Output every record below exactly as it appears.

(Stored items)

• • • •

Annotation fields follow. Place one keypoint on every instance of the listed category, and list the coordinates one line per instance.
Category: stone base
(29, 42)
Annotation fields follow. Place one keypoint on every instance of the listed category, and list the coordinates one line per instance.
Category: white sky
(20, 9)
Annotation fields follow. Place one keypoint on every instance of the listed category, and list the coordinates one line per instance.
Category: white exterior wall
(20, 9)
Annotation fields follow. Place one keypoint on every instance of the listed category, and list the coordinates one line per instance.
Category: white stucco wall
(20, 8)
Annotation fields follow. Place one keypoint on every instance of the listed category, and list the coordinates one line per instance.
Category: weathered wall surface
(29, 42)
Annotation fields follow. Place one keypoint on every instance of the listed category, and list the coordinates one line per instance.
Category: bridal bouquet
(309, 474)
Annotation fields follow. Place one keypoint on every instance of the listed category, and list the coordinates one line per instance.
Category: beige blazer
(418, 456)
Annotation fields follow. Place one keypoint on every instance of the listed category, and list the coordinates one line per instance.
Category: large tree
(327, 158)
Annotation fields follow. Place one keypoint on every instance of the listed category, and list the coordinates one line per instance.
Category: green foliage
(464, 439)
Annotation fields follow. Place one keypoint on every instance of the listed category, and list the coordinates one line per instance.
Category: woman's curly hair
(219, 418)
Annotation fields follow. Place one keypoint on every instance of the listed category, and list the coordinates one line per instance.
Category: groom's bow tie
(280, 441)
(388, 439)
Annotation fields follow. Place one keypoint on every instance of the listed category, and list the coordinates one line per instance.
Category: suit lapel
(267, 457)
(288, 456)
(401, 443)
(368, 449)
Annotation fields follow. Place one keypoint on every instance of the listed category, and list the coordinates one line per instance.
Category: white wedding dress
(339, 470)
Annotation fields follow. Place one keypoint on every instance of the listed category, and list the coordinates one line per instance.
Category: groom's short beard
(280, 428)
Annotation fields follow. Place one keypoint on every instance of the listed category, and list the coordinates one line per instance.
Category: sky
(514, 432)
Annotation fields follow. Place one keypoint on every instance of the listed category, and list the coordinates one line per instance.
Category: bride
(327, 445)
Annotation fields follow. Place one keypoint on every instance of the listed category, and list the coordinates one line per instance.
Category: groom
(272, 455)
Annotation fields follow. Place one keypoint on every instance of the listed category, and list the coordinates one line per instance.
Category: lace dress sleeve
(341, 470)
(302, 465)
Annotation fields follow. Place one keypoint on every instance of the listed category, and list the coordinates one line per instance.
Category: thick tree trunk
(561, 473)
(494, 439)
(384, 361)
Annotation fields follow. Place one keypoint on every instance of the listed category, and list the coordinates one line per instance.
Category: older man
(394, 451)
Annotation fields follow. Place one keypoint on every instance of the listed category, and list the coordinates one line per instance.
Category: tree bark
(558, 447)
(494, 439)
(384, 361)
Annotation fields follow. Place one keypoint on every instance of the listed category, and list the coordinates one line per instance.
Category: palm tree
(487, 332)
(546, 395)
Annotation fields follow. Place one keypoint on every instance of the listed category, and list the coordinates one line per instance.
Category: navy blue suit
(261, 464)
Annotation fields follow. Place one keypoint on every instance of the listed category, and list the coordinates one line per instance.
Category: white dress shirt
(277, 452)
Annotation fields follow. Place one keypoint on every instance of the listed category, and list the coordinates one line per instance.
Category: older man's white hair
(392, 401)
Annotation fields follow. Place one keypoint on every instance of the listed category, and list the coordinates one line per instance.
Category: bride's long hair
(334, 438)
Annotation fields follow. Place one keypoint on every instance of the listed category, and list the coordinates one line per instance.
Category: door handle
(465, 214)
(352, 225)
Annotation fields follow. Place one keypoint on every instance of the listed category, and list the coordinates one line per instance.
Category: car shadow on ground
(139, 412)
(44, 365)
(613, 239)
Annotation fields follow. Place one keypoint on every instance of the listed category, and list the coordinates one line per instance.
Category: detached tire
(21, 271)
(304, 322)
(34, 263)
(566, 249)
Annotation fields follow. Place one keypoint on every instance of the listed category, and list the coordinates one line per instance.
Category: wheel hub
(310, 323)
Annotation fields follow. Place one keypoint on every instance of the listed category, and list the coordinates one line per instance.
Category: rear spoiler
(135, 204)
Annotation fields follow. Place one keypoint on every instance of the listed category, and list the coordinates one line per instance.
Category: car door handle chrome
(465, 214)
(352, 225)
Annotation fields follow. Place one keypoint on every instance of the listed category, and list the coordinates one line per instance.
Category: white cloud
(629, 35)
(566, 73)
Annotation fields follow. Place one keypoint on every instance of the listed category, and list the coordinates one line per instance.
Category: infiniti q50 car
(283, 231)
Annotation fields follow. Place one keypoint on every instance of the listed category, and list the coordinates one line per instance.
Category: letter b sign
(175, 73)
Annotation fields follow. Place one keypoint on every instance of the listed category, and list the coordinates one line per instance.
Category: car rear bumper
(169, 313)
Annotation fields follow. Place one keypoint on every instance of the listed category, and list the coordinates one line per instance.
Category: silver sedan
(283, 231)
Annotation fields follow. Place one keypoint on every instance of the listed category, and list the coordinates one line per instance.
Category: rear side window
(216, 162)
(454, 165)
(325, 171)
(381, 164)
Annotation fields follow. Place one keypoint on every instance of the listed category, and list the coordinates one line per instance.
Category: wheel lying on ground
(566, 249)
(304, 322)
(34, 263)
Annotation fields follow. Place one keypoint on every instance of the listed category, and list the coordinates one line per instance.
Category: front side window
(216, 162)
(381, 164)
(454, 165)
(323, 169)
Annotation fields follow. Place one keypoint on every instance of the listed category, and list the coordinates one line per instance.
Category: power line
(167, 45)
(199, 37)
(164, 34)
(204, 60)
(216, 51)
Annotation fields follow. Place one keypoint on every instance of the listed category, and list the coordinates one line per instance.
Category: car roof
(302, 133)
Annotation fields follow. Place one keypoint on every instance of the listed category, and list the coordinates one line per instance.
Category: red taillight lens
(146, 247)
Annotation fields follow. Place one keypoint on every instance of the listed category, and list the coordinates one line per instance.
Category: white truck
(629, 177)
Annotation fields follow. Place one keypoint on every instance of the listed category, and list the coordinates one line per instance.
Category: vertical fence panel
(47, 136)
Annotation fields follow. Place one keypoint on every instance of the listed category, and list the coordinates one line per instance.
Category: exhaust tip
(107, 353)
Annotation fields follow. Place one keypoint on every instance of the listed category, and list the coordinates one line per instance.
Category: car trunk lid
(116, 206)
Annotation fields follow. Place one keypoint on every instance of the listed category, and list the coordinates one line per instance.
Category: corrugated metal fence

• • • •

Result below
Annotation fields follow. Place one keypoint on every instance of the listed category, and list the coordinates one line per instance.
Category: stone base
(29, 42)
Annotation fields follow. Place one keypoint on every instance of the listed category, and list the coordinates one line per instance.
Category: white sky
(20, 9)
Annotation fields follow. Place one keypoint on every instance of the listed category, and list the coordinates one line per instance.
Category: white exterior wall
(20, 9)
Annotation fields follow. Place one keypoint on every instance of the listed category, and list the coordinates one line per instance.
Category: white stucco wall
(20, 8)
Annotation fields follow. Place one keypoint on every instance of the listed category, and list the coordinates one line per instance.
Category: weathered wall surface
(29, 42)
Annotation fields follow. Place one keypoint on every instance of the listed category, and list the coordinates one line per instance.
Category: bridal bouquet
(309, 474)
Annotation fields follow. Place one keypoint on every instance of the listed category, and list the coordinates one line per instance.
Category: beige blazer
(418, 456)
Annotation fields follow. Place one keypoint on every instance of the listed category, and list the coordinates one line per instance.
Category: large tree
(327, 158)
Annotation fields follow. Place one keypoint on every instance of the listed category, and list the coordinates one line per instance.
Category: green foliage
(464, 439)
Annotation fields follow. Place one keypoint on every instance of the listed category, and list the coordinates one line per instance.
Category: woman's curly hair
(219, 418)
Annotation fields follow. Place one keypoint on every instance of the listed category, and list the coordinates one line per instance.
Category: groom's bow tie
(280, 441)
(388, 439)
Annotation fields follow. Place one keypoint on every instance of the listed category, and list the coordinates one line per instance.
Category: suit lapel
(267, 457)
(288, 456)
(401, 443)
(368, 449)
Annotation fields follow. Place one keypoint on every instance of the listed category, and list the coordinates one line per instance.
Category: white wedding dress
(339, 470)
Annotation fields follow. Place one keypoint on every instance of the listed category, and list the coordinates one line per instance.
Category: groom's short beard
(280, 428)
Annotation fields follow. Place one keypoint on every instance of the listed category, and list the coordinates one line per instance.
Category: sky
(514, 432)
Annotation fields follow. Place one keypoint on every instance of the listed category, and list the coordinates one line per instance.
Category: bride
(327, 445)
Annotation fields follow. Place one keypoint on every instance of the listed category, and list the coordinates one line per instance.
Category: groom
(272, 455)
Annotation fields follow. Place one keypoint on every instance of the listed category, and list the coordinates one line per instance.
Category: lace dress sleeve
(341, 470)
(302, 465)
Annotation fields follow. Place one keypoint on every instance of the listed category, and list the coordinates one line per instance.
Category: thick tree trunk
(561, 473)
(494, 439)
(384, 361)
Annotation fields follow. Place one keypoint on every instance of the listed category, and list the coordinates one line per instance.
Category: older man
(394, 451)
Annotation fields follow. Place one keypoint on every instance of the listed category, and list the coordinates one line per instance.
Category: tree bark
(558, 447)
(494, 439)
(384, 361)
Annotation fields follow. Place one keypoint on every instance of the listed category, and list the coordinates one line per instance.
Category: palm tree
(487, 332)
(546, 395)
Annotation fields follow. Place one keypoint on every instance of the listed category, and list the coordinates one line per instance.
Category: navy blue suit
(261, 464)
Annotation fields follow. Place one keypoint on every instance of the listed category, and list the coordinates one line per instance.
Category: white dress shirt
(277, 452)
Annotation fields follow. Place one keypoint on every instance of the listed category, and list the coordinates one line per instance.
Category: older man's white hair
(392, 401)
Annotation fields follow. Place one keypoint on every instance of the listed category, and list the coordinates one line per instance.
Category: bride's long hair
(334, 438)
Annotation fields follow. Place one keypoint on every instance of the listed category, and list the coordinates one line per instance.
Category: door handle
(465, 214)
(352, 225)
Annotation fields follow. Place one keypoint on every instance of the listed category, and list the coordinates one line per instance.
Category: car shadow on ground
(139, 412)
(44, 365)
(613, 239)
Annotation fields follow. Place one keypoint on every instance of the listed category, and list the coordinates one line per instance.
Category: detached tire
(21, 271)
(304, 322)
(34, 263)
(566, 249)
Annotation fields follow. Place one keypoint on every instance of the listed category, and list the coordinates one line per instance.
Category: wheel hub
(310, 323)
Annotation fields follow. Place one keypoint on every instance of the listed category, and list the coordinates one line per instance.
Category: rear spoiler
(135, 204)
Annotation fields follow. Place one keypoint on every instance of the listed category, and list the coordinates one line per instance.
Category: car door handle chrome
(465, 214)
(352, 225)
Annotation fields follow. Place one keypoint on every instance of the listed category, and list the coordinates one line per instance.
Category: white cloud
(629, 35)
(566, 73)
Annotation fields follow. Place one keypoint on every instance of the listed category, and list the coordinates one line per instance.
Category: infiniti q50 car
(283, 231)
Annotation fields follow. Place one keypoint on every instance of the listed category, and list the coordinates one line per instance.
Category: letter b sign
(175, 73)
Annotation fields follow. Place one keypoint on every instance of the listed category, and list the coordinates one line per instance.
Category: car rear bumper
(169, 313)
Annotation fields follow. Place one keypoint on every instance of the listed category, and list the coordinates one line per instance.
Category: silver sedan
(283, 231)
Annotation fields follow. Place one keypoint on every instance of the listed category, and list the coordinates one line per instance.
Category: rear side window
(216, 162)
(454, 165)
(325, 171)
(381, 164)
Annotation fields follow. Place one keypoint on every instance of the listed category, and list the coordinates one line per instance.
Category: wheel lying on ground
(566, 249)
(304, 322)
(34, 263)
Annotation fields follow. Place one keypoint on every instance of the listed category, and list the coordinates one line per instance.
Category: front side window
(216, 162)
(381, 164)
(454, 165)
(323, 169)
Annotation fields follow. Place one keypoint on every instance of the listed category, and list the coordinates one line per instance.
Category: power line
(167, 45)
(199, 37)
(164, 34)
(204, 60)
(216, 51)
Annotation fields follow. Place one keypoint on every instance of the listed category, and list the coordinates one line per instance.
Category: car roof
(302, 133)
Annotation fields follow. Place one keypoint on every instance of the listed category, and list the coordinates one line per instance.
Category: red taillight lens
(146, 247)
Annotation fields follow. Place one keypoint on every instance of the listed category, and list the coordinates one line per instance.
Category: white truck
(629, 177)
Annotation fields follow. Place one keypoint on every instance of the listed category, and list the coordinates one line per instance.
Category: vertical fence panel
(47, 136)
Annotation fields follow. Place one keypoint on every instance of the listed category, and list the coordinates one line per instance.
Category: exhaust tip
(107, 353)
Annotation fields follow. Place one keypoint on every instance of the listed category, and list the coordinates one line per instance.
Category: car trunk lid
(116, 206)
Annotation fields follow. Place one keypoint on every instance of the listed category, and list the coordinates one line per instance.
Category: corrugated metal fence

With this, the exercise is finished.